▸ Work task: Please transcribe the listing in its entirety, character for character.

======== Excerpted records ========

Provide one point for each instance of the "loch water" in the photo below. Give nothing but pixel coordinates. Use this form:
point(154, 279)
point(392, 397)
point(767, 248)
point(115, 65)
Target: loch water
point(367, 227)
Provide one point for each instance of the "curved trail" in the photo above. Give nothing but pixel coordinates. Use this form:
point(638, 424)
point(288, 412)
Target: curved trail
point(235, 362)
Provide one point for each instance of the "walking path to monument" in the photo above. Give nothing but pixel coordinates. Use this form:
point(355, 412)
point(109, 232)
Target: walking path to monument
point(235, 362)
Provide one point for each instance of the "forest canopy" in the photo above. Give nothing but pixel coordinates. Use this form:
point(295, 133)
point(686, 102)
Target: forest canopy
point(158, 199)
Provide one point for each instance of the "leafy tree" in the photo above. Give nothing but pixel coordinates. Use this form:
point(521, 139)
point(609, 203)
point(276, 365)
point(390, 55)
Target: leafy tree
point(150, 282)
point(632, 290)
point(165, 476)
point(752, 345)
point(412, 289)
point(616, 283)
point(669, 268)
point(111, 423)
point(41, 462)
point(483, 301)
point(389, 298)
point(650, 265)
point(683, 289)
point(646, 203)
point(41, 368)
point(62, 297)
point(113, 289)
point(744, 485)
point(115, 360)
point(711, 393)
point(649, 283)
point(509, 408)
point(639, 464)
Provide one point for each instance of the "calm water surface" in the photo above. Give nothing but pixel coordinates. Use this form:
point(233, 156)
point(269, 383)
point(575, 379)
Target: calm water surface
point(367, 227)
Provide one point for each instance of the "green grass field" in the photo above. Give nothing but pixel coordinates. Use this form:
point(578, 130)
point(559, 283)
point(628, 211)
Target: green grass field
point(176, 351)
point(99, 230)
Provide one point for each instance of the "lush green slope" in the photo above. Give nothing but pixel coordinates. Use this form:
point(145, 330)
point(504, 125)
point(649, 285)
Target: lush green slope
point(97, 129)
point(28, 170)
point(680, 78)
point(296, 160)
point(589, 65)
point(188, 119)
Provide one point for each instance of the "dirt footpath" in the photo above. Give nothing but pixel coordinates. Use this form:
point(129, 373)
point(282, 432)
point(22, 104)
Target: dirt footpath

========

▸ Result of this exercise:
Provide one point for each instance of the "loch water" in the photo below. Give nothing but pixel coordinates. Use this form:
point(154, 279)
point(392, 397)
point(767, 248)
point(115, 65)
Target: loch water
point(367, 227)
Provide one point for each instance of the "curved trail" in the photo above. Give nothing but pixel coordinates. Use this form:
point(638, 424)
point(288, 412)
Target: curved trail
point(235, 362)
Provide one point for each instance of the "walking path to monument" in the photo above. Give nothing but pixel coordinates. Use this form:
point(355, 412)
point(109, 232)
Target: walking path to monument
point(235, 362)
Provide one point for each instance of the "forest canopy" in the photo above. Give nothing but pixel coordinates. Use this form:
point(295, 133)
point(686, 102)
Target: forest canopy
point(158, 199)
Provide one point for each instance of the "leafy tree" in the photo above. Give nothing but pixel coordinates. Use this form:
point(521, 139)
point(609, 203)
point(276, 365)
point(390, 55)
Target: leafy tree
point(150, 282)
point(632, 290)
point(165, 476)
point(752, 345)
point(412, 289)
point(616, 283)
point(669, 268)
point(111, 423)
point(41, 462)
point(483, 301)
point(389, 298)
point(650, 265)
point(683, 289)
point(646, 203)
point(41, 368)
point(62, 297)
point(113, 289)
point(744, 485)
point(115, 360)
point(711, 393)
point(649, 283)
point(509, 408)
point(639, 464)
Provide one point for each instance of the "calm water surface" in the photo above. Give nothing but pixel coordinates. Use this form:
point(233, 156)
point(269, 383)
point(575, 379)
Target: calm water surface
point(367, 227)
Provide one point for each instance of the "green grass field" in the photo above. Give nothing but pixel coordinates. Use this form:
point(578, 130)
point(559, 283)
point(628, 211)
Target: green grass field
point(176, 351)
point(99, 230)
Provide one point for each instance of the "lush green slope" in the photo above. Give nothing but pixel coordinates. Use this form:
point(145, 330)
point(504, 125)
point(649, 285)
Target: lush green slope
point(97, 129)
point(28, 170)
point(680, 78)
point(296, 160)
point(589, 65)
point(188, 119)
Provide one point for each instance of the "dirt footpath" in the photo above. Give nothing but pixel coordinates. Use this form:
point(129, 373)
point(282, 432)
point(22, 104)
Target: dirt footpath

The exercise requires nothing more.